KETENTUAN LATIHAN:
1) Sebutkan semua tahap proses hukum gugatan yang disebutkan dalam teks tentang gugatan Rp125 triliun.
2) Teruskan teks tentang gugatan Rp125 triliun, dimulai sesudah kalimat terakhirnya.

TEKS KAJIAN:
***

Dilihat dari perspektif hukum murni, peluang gugatan ini untuk dikabulkan oleh pengadilan sangatlah kecil, bahkan mendekati nol. Para ahli hukum tata negara dengan cepat menunjukkan bahwa pengadilan negeri, tempat gugatan ini didaftarkan, tidak memiliki yurisdiksi untuk menilai atau membatalkan dampak dari sebuah putusan MK yang bersifat final dan mengikat. Namun, para penggugat dan tim hukumnya tampaknya sangat sadar akan hal ini. Kemenangan di ruang sidang mungkin bukanlah tujuan utama mereka. Tujuan yang lebih besar adalah kemenangan di ruang opini publik. Gugatan ini adalah sebuah "kendaraan" hukum yang dirancang untuk satu misi: menjaga agar memori publik tentang kontroversi putusan MK tetap hidup dan menjadi perbincangan. Setiap tahap proses hukumnya—mulai dari pendaftaran, persidangan, hingga putusan—akan menjadi panggung baru untuk mengulang kembali narasi tentang cacatnya proses pencalonan Gibran. Ini adalah strategi perlawanan asimetris, menggunakan alat hukum bukan untuk menang secara harfiah, melainkan untuk terus "mengganggu" narasi kemapanan politik.

Aksi ini juga merefleksikan adanya rasa frustrasi yang mendalam dari sebagian kalangan masyarakat yang merasa bahwa jalur-jalur politik dan hukum formal telah tersumbat. Setelah sengketa hasil pemilu di MK berakhir dengan penolakan gugatan, dan parlemen didominasi oleh koalisi pemerintah, banyak yang merasa tidak ada lagi saluran yang efektif untuk menyuarakan ketidakpuasan mereka. Dalam konteks inilah, aksi-aksi kreatif dan simbolik seperti gugatan Rp125 triliun ini muncul. Ia menjadi semacam katarsis kolektif, sebuah cara bagi mereka yang merasa kalah untuk tetap "bertarung" dan menunjukkan bahwa perlawanan belum usai. Ini adalah bentuk perlawanan dari mereka yang tidak memiliki kekuatan politik riil, namun memiliki kecerdikan untuk memanfaatkan celah-celah diskursus publik.

***

Data Tersimpan:
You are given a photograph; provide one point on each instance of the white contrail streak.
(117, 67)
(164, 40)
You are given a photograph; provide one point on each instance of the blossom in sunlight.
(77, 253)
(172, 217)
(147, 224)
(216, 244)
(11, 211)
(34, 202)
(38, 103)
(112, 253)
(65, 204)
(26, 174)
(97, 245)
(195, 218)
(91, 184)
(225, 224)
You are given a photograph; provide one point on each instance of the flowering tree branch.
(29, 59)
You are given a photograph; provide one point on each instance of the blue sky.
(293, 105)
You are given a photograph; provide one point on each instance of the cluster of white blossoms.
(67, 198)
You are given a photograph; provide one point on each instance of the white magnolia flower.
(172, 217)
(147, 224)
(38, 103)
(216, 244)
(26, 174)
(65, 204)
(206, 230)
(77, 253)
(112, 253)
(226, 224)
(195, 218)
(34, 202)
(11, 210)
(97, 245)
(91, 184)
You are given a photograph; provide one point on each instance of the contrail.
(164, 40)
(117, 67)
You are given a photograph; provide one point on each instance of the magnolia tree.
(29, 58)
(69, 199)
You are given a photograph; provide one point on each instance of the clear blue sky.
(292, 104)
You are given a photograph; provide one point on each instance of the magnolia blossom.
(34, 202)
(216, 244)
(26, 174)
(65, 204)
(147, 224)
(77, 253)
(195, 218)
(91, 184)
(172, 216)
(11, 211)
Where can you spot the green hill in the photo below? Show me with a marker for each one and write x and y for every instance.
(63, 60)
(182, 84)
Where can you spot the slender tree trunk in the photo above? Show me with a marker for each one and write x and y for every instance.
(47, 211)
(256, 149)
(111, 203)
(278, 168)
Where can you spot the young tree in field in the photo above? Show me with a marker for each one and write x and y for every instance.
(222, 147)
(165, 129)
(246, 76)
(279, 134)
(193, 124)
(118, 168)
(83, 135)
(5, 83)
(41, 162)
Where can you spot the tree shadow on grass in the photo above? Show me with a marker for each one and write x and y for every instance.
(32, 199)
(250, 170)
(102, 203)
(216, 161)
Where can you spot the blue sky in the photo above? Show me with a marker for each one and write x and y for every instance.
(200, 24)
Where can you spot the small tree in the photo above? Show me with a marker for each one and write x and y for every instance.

***

JAWABAN PER TUGAS:
1) Pendaftaran, persidangan, dan putusan.

2)
Reaksi dari kubu Wakil Presiden Gibran dan koalisi pendukungnya dapat diprediksi. Mereka cenderung menganggap gugatan ini sebagai tindakan iseng, tidak serius, dan hanya mencari sensasi. Strategi komunikasi mereka adalah dengan mengecilkan signifikansinya, melabelinya sebagai manuver politik dari barisan sakit hati, dan meyakinkan publik bahwa pemerintah sedang fokus bekerja dan tidak akan terganggu oleh "gangguan-gangguan" semacam ini. Namun, dengan meremehkan gugatan ini, mereka mungkin justru kehilangan kesempatan untuk memahami pesan yang lebih dalam di baliknya. Gugatan ini, betapapun aneh kelihatannya, adalah sebuah termometer yang mengukur suhu ketidakpuasan yang masih membara di lapisan bawah masyarakat.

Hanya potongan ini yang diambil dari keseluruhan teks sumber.